What is required:
The entries below contain pictures. Retype everything except those pictures, exactly as given.
____________
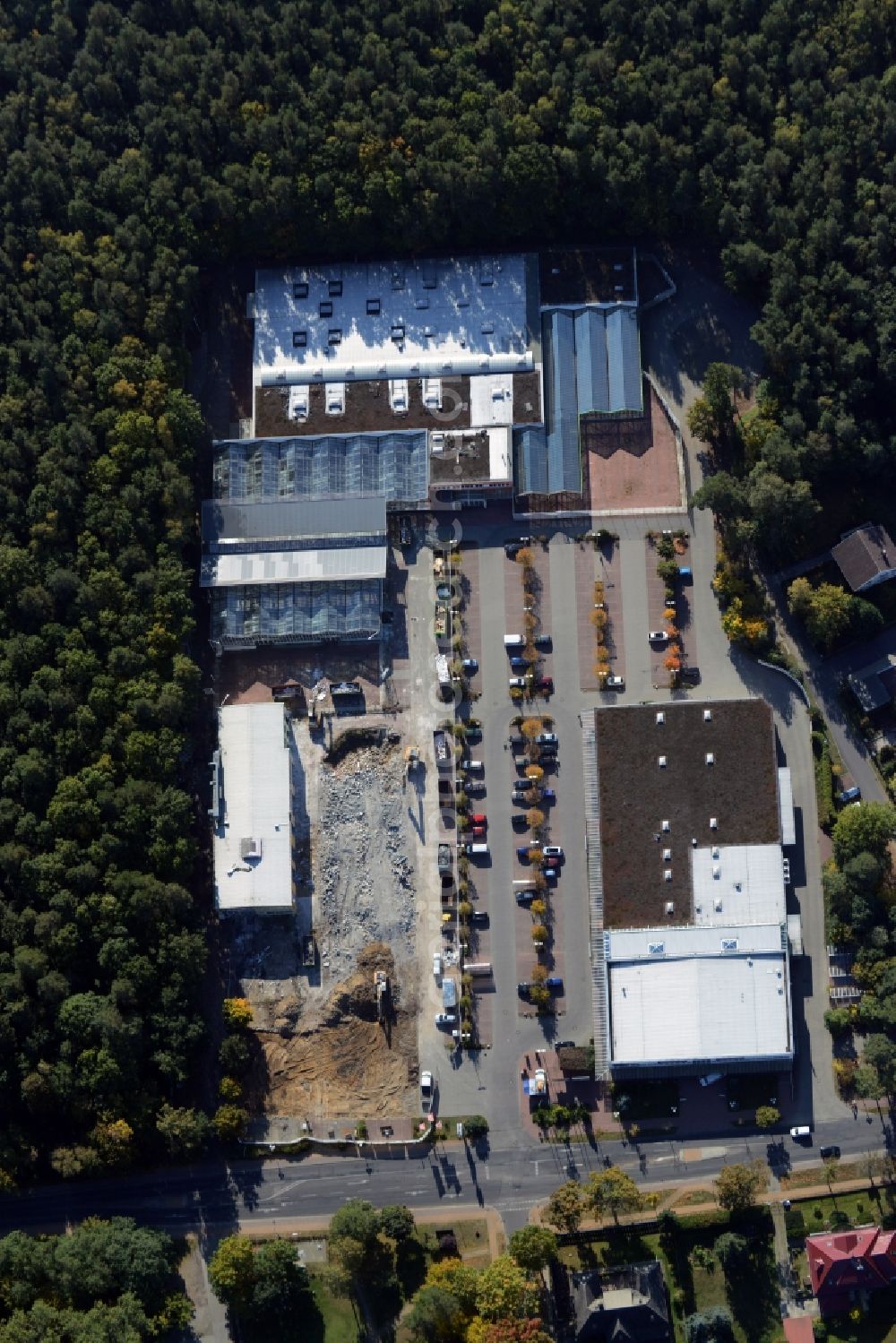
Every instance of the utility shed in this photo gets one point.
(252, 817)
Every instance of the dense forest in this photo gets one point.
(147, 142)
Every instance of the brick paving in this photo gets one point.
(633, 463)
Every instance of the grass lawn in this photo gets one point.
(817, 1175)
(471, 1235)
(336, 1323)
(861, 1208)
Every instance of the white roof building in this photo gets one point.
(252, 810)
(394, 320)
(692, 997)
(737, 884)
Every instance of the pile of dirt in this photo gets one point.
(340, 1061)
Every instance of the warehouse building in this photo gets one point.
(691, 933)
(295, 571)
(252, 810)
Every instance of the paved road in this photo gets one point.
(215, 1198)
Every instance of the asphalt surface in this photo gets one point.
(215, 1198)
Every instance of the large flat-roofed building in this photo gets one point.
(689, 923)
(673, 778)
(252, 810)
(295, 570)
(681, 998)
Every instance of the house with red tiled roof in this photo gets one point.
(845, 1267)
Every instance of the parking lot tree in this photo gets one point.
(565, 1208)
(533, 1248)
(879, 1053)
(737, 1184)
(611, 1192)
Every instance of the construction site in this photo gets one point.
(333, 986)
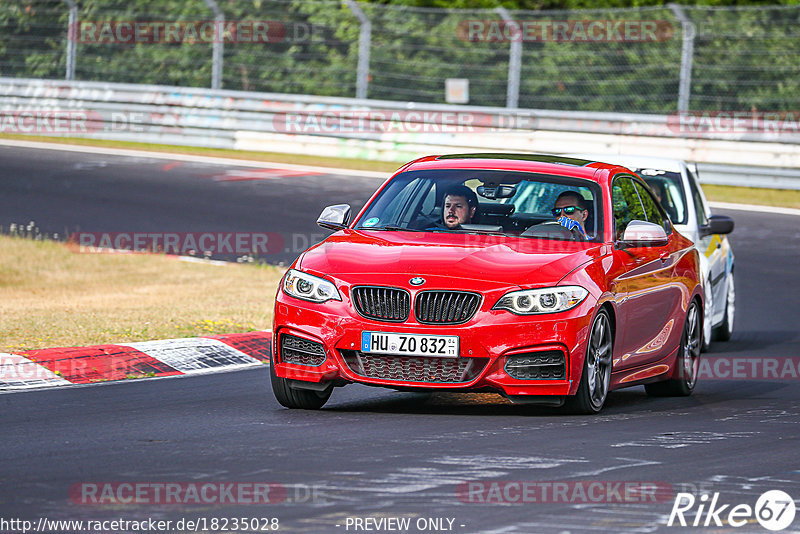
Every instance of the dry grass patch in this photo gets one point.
____________
Written reply:
Every instance of the utility shed in this photo gets one point.
(252, 817)
Every instance of the dense forest in this photo gets one point.
(147, 142)
Every instance of the brick paving in this photo gets one point.
(633, 463)
Every instance of the grass lawn in this photo gets one point.
(817, 1175)
(471, 1235)
(336, 1323)
(861, 1208)
Every instance of the white roof building in this photo gets one point.
(252, 810)
(394, 320)
(692, 997)
(737, 884)
Every instance of the pile of dirt in this photo gets one point.
(340, 1061)
Every instance of the warehouse building in this photo gets one point.
(691, 933)
(295, 571)
(252, 810)
Every instance of the paved road in this photo gets one point.
(215, 1198)
Every instance of the asphalt surface in this photo gets one point.
(215, 1198)
Every instance of the large flat-roofed building in this photo gets one point.
(689, 923)
(673, 778)
(252, 810)
(295, 570)
(681, 998)
Every instance of the house with red tiled roof in this photo gets one point.
(845, 1267)
Every instance of the parking lot tree in this photo gets one point.
(565, 1208)
(533, 1248)
(879, 1053)
(737, 1184)
(611, 1192)
Every instance of the construction site in this photo gets one point.
(333, 986)
Every instance of the dry grass patch in this photo gets one point.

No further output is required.